Texte d'étude ->
----------------
En 1963, dans son ouvrage Eichmann à Jérusalem : Rapport sur la banalité du mal, Hannah Arendt nous posait la question suivante : comment un être humain peut-il être capable de telles atrocités ? Le régime totalitaire dictatorial nazi a fait commettre à des hommes les pires immondicités imaginables, et l’analyse de ce dernier lui aura permis de développer le concept de “banalité du mal”. D’une façon routinière, laborale, des êtres humains oublient leur sens moral, et deviennent capables de perpétrer quotidiennement des actes parmis les plus immoraux qui soient. Pourtant, en observant Eichmann durant son procès à Jérusalem, alors que l’on pourrait s’attendre à voir l’incarnation du diable, Hannah Arendt réalise qu’il ressemble en fin de compte plutôt à un petit fonctionnaire.

“ Sans les masses, le chef n’existe pas 

Hannah Arendt – Les Origines du totalitarisme (1951)


Ainsi, ce régime dictatorial aura lentement érodé l’humanité de ses citoyens, leur aura fait perpétrer ces horreurs, et aura créé les conditions de cette “banalité du mal”.

Mais demain, est-ce que vous aussi, vous pourriez en-être les acteurs ?
----------------
Enregistrements ->
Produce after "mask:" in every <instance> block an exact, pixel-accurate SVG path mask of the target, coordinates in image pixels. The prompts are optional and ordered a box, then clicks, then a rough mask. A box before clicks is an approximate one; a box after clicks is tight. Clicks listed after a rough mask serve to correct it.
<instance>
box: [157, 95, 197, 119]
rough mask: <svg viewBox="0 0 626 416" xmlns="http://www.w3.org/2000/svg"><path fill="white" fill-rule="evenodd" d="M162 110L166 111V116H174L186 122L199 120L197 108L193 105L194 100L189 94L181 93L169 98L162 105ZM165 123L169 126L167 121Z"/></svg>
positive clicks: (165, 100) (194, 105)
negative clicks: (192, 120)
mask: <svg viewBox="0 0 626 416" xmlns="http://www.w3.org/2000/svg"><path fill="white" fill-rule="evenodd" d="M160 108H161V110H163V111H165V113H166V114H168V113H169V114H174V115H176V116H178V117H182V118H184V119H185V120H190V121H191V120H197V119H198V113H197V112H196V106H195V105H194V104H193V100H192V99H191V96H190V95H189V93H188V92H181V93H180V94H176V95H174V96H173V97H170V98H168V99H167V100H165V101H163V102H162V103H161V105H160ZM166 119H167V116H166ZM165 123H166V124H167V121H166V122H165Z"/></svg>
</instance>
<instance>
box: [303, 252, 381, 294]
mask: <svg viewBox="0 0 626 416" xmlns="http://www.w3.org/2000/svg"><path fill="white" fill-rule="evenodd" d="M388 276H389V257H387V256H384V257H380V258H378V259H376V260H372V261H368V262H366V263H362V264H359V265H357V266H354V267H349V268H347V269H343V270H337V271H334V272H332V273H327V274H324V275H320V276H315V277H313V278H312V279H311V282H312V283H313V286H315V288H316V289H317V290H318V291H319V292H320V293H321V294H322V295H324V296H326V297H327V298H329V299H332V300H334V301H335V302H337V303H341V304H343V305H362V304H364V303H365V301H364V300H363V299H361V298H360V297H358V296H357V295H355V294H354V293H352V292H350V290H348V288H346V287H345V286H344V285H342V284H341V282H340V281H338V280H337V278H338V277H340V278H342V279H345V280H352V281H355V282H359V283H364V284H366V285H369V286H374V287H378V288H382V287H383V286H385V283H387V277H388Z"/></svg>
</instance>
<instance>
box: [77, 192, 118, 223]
----------------
Exercices ->
1. Répondez à ces questions sur le texte d'étude :
(a) En quelle année Hannah Arendt a-t-elle publié Eichmann à Jérusalem ?
(b) À qui Eichmann ressemble-t-il finalement, selon Hannah Arendt ?
(c) De quel ouvrage est tirée la citation « Sans les masses, le chef n’existe pas » ?
2. Comptez les lignes des enregistrements qui contiennent la chaîne « viewBox ».

Réponses aux exercices ->
1.
(a) En 1963.
(b) À un petit fonctionnaire.
(c) De Les Origines du totalitarisme (1951).

2. 3